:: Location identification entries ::
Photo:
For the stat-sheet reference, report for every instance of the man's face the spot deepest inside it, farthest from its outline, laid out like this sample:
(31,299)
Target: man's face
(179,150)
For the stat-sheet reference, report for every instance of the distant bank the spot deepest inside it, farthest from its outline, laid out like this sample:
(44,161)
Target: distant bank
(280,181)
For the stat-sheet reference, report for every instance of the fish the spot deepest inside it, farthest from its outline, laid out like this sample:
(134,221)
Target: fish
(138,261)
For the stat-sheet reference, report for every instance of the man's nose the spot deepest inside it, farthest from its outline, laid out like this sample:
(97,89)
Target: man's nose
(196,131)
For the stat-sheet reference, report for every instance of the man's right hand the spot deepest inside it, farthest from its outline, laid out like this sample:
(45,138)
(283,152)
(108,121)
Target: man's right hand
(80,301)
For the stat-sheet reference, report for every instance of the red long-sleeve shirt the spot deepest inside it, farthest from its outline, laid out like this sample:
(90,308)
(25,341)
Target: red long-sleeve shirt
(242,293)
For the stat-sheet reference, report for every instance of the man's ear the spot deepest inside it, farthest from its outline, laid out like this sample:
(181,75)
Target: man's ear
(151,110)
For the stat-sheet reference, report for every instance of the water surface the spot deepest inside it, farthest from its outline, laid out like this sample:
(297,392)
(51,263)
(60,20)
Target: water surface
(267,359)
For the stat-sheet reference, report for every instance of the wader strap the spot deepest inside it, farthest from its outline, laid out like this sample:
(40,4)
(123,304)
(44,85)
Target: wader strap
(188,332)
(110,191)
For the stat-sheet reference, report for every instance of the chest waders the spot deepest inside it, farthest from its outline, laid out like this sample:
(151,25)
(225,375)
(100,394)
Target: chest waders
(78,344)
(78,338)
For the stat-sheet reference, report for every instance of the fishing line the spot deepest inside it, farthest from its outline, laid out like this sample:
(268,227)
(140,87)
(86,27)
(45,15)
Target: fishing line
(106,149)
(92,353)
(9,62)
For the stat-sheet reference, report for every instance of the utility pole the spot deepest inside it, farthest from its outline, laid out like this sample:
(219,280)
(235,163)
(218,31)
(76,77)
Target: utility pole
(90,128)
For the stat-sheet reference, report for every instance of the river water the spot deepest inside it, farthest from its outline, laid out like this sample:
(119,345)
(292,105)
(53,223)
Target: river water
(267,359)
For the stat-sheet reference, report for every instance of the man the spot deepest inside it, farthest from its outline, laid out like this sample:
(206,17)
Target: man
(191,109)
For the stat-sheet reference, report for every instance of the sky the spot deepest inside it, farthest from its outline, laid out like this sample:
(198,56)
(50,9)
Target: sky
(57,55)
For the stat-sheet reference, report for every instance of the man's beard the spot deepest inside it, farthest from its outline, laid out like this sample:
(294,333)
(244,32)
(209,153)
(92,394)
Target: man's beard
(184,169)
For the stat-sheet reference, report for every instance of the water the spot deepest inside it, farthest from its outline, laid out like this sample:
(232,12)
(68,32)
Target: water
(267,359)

:: SET TASK ::
Exactly reproduce all of the entries.

:: EXERCISE OUTPUT ::
Photo:
For the stat-sheet reference, report for every instance of the man's face the spot deepest inside it, farthest from its outline, laid out like this sample:
(31,299)
Target: man's face
(179,150)
For the stat-sheet reference, report for every instance of the distant bank the spot deepest inside it, farthest from its outline, laid out like this sample:
(44,161)
Target: distant bank
(280,181)
For the stat-sheet reference, report for every instance of the fish the spot deepest inside it, farthest from its outline, laid out like this sample:
(134,221)
Target: fish
(138,261)
For the stat-sheet reference, report for every instance of the man's nose the spot deepest inside it, farthest from its outline, laid out like this sample:
(97,89)
Target: man's nose
(196,131)
For the stat-sheet reference, report for every instance of the man's right hand the spot deepest inside it, farthest from its outline, laid out like this sample:
(45,138)
(283,152)
(108,121)
Target: man's right hand
(80,301)
For the stat-sheet reference, report for every instance of the red long-sleeve shirt the spot deepest inside it, farthest from its outline, laid out like this sample:
(90,308)
(25,341)
Target: red long-sleeve shirt
(242,293)
For the stat-sheet reference, report for every instance of the man's ear the spot deepest inside it, farthest from its outline, laid out like this sample:
(181,75)
Target: man's ear
(151,110)
For the stat-sheet reference, report for every instance of the water surface the spot deepest inside it, farthest from its outline, laid out like this sample:
(297,392)
(51,263)
(60,20)
Target: water surface
(267,359)
For the stat-sheet reference, report for every instance of the wader strap the spot deepest inside it, farthest from its outline, laid out like this sample:
(40,4)
(123,304)
(44,85)
Target: wader strap
(188,332)
(110,191)
For the stat-sheet reference, report for every instance of the chest waders the spot deepest inside it, farthest from its outline, laid out like this sample:
(151,25)
(225,375)
(100,394)
Target: chest waders
(78,344)
(78,338)
For the stat-sheet reference, report for every instance of the fishing line the spot deepest inside it, farthest from its outline, laid out like this sample:
(268,227)
(140,87)
(86,27)
(45,15)
Target: fishing line
(106,149)
(92,353)
(9,62)
For the stat-sheet reference, report for every instance of the utility pole the spot deepest inside it, farthest from its outline, laid out like this sample:
(219,280)
(235,163)
(218,31)
(76,77)
Target: utility pole
(90,128)
For the stat-sheet reference, report for every instance of the river water the spot deepest inside it, farthest from its outline, laid out like this sample:
(119,345)
(292,105)
(53,223)
Target: river water
(267,359)
For the stat-sheet reference, report for every instance of the man the spot deepest inside it, farthest from its outline, laid out like this sample:
(206,17)
Target: man
(191,109)
For the stat-sheet reference, report for every instance of the sky the spot deepest inside it, farthest from its outline, laid out like this sample:
(198,56)
(50,9)
Target: sky
(57,55)
For the stat-sheet reference, report for every instance of the man's beard the spot deepest inside it, farthest from its outline, laid out like this sample:
(294,333)
(244,32)
(209,153)
(92,394)
Target: man's beard
(184,169)
For the stat-sheet reference, report for every instance of the water the spot deepest inside it, farthest from its outline, laid out like this sample:
(232,12)
(68,32)
Target: water
(267,359)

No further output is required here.